▼

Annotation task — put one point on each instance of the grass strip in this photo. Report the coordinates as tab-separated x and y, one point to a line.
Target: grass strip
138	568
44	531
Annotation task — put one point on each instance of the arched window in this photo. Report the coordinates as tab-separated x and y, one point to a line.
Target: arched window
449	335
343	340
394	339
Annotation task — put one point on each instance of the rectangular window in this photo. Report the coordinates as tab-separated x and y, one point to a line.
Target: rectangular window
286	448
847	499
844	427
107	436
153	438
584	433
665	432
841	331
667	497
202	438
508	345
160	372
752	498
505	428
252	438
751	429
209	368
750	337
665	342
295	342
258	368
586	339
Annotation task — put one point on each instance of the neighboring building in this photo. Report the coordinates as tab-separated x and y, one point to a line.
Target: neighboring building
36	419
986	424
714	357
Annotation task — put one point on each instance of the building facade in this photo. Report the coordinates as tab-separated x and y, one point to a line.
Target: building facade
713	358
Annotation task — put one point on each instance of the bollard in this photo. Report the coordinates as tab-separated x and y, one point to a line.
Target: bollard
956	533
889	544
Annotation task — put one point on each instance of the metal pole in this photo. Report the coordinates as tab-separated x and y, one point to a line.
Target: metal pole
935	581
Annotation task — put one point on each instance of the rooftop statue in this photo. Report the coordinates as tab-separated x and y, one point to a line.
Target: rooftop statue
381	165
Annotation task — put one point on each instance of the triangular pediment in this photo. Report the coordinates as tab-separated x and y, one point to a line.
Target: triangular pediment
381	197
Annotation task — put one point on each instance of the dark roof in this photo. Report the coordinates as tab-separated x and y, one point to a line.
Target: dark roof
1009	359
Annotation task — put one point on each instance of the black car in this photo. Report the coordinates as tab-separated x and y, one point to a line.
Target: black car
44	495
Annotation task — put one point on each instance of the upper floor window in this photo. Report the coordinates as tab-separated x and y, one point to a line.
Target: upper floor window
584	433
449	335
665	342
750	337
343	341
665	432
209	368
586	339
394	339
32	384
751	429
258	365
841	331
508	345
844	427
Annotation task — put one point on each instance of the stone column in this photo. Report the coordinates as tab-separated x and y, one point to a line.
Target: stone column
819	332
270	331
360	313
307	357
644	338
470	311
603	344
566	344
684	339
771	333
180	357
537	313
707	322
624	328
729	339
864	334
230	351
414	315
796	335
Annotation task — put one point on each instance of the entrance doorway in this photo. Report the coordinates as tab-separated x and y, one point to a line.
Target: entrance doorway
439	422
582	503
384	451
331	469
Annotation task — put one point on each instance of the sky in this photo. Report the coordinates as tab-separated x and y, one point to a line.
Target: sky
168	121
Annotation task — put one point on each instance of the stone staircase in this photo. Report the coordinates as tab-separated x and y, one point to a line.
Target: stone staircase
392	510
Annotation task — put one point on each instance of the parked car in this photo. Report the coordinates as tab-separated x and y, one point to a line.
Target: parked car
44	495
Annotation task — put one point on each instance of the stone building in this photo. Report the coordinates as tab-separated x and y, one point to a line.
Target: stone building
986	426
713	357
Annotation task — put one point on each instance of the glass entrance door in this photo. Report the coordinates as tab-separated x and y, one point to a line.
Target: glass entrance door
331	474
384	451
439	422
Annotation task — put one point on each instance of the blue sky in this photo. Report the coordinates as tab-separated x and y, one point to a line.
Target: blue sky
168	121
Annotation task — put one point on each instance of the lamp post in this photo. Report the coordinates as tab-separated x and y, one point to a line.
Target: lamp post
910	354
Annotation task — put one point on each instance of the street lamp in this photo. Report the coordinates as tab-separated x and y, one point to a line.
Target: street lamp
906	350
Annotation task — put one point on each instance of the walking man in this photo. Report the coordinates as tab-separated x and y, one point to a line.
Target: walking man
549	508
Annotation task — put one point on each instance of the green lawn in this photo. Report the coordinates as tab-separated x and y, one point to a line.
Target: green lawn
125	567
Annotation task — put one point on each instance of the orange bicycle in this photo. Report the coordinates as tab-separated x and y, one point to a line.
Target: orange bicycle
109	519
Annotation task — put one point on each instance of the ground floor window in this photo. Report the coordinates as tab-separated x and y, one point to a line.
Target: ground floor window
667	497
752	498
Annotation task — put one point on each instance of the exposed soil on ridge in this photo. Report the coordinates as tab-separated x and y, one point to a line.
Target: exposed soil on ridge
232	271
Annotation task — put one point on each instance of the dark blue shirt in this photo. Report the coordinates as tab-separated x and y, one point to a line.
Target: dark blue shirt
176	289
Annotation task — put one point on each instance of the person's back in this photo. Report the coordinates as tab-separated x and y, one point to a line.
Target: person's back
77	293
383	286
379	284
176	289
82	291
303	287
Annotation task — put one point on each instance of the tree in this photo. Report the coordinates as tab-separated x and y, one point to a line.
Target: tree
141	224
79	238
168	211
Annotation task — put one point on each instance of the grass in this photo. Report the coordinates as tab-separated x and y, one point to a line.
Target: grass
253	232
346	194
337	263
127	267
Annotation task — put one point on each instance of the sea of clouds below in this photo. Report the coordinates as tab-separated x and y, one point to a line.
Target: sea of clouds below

▲

Give back the complete material, keeping every word exactly as written.

Annotation task — put one point on each instance of the grass strip in this photo. Report the coordinates as tab-separated x and y, one point to a line.
Target: grass strip
138	568
44	531
Annotation task — put one point on each instance of the arched window in this photo. Report the coordinates as tab-separated x and y, one point to a line.
Target: arched window
449	335
343	340
394	339
Annotation task — put one point on each instance of the rectangular window in this photo. Report the coordinates as tab-separated x and y, one point to a line.
Target: rectangular window
286	448
847	499
844	427
107	436
153	438
584	433
665	432
841	331
667	497
202	438
508	345
160	372
752	498
505	428
252	438
751	429
209	368
750	337
665	342
295	342
258	368
586	339
Annotation task — put one point on each instance of the neighboring building in this photo. Report the coordinates as tab-separated x and y, one point to a line.
Target: neighboring building
36	419
986	424
714	357
Annotation task — put one point on each instance of the building facade in this photo. Report the coordinates as tab-separated x and y, one point to a line.
Target: building facade
713	358
Annotation task — put one point on each instance of the bollard in this photo. Report the coordinates as tab-separated x and y, one point to a line.
Target: bollard
956	533
889	544
Annotation task — put one point on each instance of the metal pole in this photo. Report the coordinates as tab-separated x and y, one point to a line.
Target: metal pole
935	581
Annotation task — put one point on each instance of the rooftop statue in this photo. Report the coordinates as tab-separated x and y, one point to a line.
Target: rooftop statue
381	165
Annotation task — put one point on each instance of the triangular pediment in this photo. Report the coordinates as tab-separated x and y, one point to a line.
Target: triangular pediment
381	197
Annotation task — put one point on each instance of the dark roof in this photo. Report the coordinates as tab-separated x and y, one point to a line.
Target: dark roof
1009	359
Annotation task — put one point on each instance of the black car in this photo. Report the coordinates as tab-separated x and y, one point to a line.
Target: black car
44	495
Annotation task — put one point on each instance of the upper floor window in this photo. Report the coordinates as tab-separated x and y, one point to a line.
Target: upper floor window
584	433
449	335
665	342
750	337
343	341
665	432
209	368
586	339
394	339
32	384
751	429
258	365
841	331
508	345
844	427
Annotation task — put one point on each instance of the stone column in this photo. Report the coordinates as tab-separated x and y, one point to a line.
Target: stone column
819	332
270	331
360	313
307	357
644	338
470	311
603	344
566	344
684	339
771	333
180	357
537	313
707	322
624	328
729	339
864	334
230	351
414	315
796	335
Annotation task — put one point on each instance of the entrance doorway in this photo. Report the coordinates as tab-separated x and y, one point to a line.
Target: entrance doorway
439	422
582	503
384	451
331	469
Annotation task — put one point on each instance of the sky in this photo. Report the coordinates as tab-separated x and y, one point to a line.
Target: sky
168	121
Annotation task — put one point on each instance of the stone staircase in this photo. Report the coordinates as tab-separated x and y, one point to a line.
Target: stone staircase
392	510
Annotation task — put one point on each instance of the parked car in this photo. Report the coordinates as tab-separated x and y, one point to a line.
Target: parked car
44	495
Annotation task — put one point on each instance of the stone building in this photo. Report the coordinates as tab-separated x and y, one point to a line.
Target: stone building
986	426
713	357
Annotation task — put one point on each instance of the glass entrance door in this photo. Report the coordinates as tab-separated x and y, one point to a line.
Target: glass entrance door
331	474
384	451
439	422
Annotation task — put one point on each instance of the blue sky in this photo. Report the coordinates as tab-separated x and y, one point to a line.
Target: blue sky
168	121
Annotation task — put one point on each instance of the lamp post in this photo. Report the coordinates as tab-separated x and y, one point to a line.
Target: lamp post
910	354
Annotation task — put one point on each instance of the street lamp in this photo. Report the coordinates as tab-separated x and y, one point to a line.
Target: street lamp
906	350
Annotation task — put one point on each instance of the walking man in this photo. Report the coordinates as tab-separated x and y, one point to a line.
Target: walking man
549	508
Annotation task — put one point on each instance of the green lawn in this photo. Report the coordinates as tab-separated x and y, one point to a line.
Target: green lawn
125	567
Annotation task — put one point on each instance of the orange bicycle in this photo. Report the coordinates as tab-separated x and y, one point to a line.
Target: orange bicycle
109	519
Annotation task — put one point on each instance of the ground floor window in this photo. Report the coordinates as tab-separated x and y, one point to a line.
Target: ground floor window
667	497
752	498
Annotation task — put one point on each instance of the exposed soil on ridge in this photo. Report the coordinates as tab-separated x and y, one point to a line.
Target: exposed soil on ridge
232	271
Annotation task — put one point on each instance of the dark blue shirt in this photo. Report the coordinates as tab-separated x and y, one point to a line.
Target: dark blue shirt
176	289
Annotation task — put one point on each instance of the person's back in this photo. Report the coordinates as tab-separated x and y, one point to a line.
Target: person's back
77	293
383	286
379	284
176	289
82	291
303	287
Annotation task — put one point on each instance of the tree in this photo. Report the coordinates as tab-separated x and y, one point to a line.
Target: tree
141	224
79	238
168	211
Annotation task — put one point on each instance of the grass in this photo. Report the coordinates as tab-separated x and y, one point to a line.
Target: grass
253	232
346	194
337	263
127	267
Annotation task — put one point on each instance of the sea of clouds below in this photo. Report the coordinates as tab-separated x and y, one point to a line.
Target: sea of clouds below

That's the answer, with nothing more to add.